What needs to be done: Please tally the lines of the listing that hold the string "railing", and reply with that total only.
● ● ● ● ●
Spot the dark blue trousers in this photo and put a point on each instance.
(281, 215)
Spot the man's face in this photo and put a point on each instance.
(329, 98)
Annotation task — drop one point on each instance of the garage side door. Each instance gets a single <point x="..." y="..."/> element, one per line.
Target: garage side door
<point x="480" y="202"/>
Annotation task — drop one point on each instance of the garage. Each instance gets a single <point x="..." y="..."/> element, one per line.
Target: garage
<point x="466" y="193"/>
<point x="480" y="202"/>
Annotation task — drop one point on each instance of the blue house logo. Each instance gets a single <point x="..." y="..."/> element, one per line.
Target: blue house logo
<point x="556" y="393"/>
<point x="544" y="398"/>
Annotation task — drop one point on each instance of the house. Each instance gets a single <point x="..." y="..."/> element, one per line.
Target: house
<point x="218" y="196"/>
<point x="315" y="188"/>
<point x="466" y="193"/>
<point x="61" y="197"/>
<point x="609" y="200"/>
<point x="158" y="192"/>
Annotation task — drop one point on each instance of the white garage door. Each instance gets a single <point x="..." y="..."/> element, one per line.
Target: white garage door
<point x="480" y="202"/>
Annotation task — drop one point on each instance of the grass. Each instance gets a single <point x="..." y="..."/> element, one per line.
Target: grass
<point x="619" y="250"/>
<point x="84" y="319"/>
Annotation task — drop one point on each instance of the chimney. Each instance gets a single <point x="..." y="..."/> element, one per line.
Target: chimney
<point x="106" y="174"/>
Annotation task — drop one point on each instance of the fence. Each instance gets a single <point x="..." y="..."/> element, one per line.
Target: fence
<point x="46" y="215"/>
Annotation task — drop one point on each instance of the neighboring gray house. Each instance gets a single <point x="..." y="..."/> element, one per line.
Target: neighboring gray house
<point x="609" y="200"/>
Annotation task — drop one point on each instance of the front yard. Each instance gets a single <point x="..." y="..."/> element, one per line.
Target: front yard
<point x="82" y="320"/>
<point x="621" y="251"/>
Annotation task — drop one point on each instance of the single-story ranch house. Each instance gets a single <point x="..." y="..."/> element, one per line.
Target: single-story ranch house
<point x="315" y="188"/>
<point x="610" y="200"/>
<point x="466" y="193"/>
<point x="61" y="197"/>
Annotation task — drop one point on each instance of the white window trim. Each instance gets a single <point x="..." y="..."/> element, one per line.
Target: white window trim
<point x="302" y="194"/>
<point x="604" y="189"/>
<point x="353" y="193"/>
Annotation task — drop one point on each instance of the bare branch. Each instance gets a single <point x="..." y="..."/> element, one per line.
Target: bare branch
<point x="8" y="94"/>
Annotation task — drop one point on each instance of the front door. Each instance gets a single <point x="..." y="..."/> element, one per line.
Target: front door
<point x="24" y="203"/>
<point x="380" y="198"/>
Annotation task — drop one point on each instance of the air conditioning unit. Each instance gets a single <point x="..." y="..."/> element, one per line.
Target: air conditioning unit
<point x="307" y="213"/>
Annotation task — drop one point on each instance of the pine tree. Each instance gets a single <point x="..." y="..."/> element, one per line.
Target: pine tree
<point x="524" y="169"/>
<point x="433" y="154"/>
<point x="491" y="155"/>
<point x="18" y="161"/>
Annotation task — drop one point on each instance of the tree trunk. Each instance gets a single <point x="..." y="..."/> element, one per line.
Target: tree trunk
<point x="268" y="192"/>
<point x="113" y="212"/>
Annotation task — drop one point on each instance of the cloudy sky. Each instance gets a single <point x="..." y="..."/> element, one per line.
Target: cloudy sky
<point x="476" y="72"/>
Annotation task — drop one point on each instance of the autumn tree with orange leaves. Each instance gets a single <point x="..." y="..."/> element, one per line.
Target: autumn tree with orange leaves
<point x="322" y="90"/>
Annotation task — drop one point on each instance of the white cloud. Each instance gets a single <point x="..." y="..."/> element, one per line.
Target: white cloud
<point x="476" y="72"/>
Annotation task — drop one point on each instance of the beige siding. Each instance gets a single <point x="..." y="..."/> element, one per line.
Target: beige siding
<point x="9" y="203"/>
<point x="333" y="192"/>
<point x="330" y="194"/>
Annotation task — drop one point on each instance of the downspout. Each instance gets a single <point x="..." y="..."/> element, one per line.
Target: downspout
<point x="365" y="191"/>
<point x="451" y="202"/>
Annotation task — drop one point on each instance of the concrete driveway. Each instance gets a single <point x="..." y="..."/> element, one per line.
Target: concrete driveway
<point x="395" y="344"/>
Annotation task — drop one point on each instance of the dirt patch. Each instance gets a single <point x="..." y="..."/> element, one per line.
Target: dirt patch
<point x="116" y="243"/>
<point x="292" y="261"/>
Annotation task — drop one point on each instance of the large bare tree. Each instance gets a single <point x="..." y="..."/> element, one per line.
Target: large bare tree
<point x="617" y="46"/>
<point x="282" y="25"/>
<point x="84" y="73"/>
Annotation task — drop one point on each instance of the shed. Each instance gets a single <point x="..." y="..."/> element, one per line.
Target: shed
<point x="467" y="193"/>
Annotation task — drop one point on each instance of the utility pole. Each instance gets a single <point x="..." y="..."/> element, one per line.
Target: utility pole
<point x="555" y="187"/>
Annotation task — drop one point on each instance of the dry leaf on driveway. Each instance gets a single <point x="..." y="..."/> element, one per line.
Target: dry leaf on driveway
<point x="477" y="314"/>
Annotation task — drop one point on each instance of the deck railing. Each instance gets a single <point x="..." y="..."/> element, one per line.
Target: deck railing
● ● ● ● ●
Exercise output: 2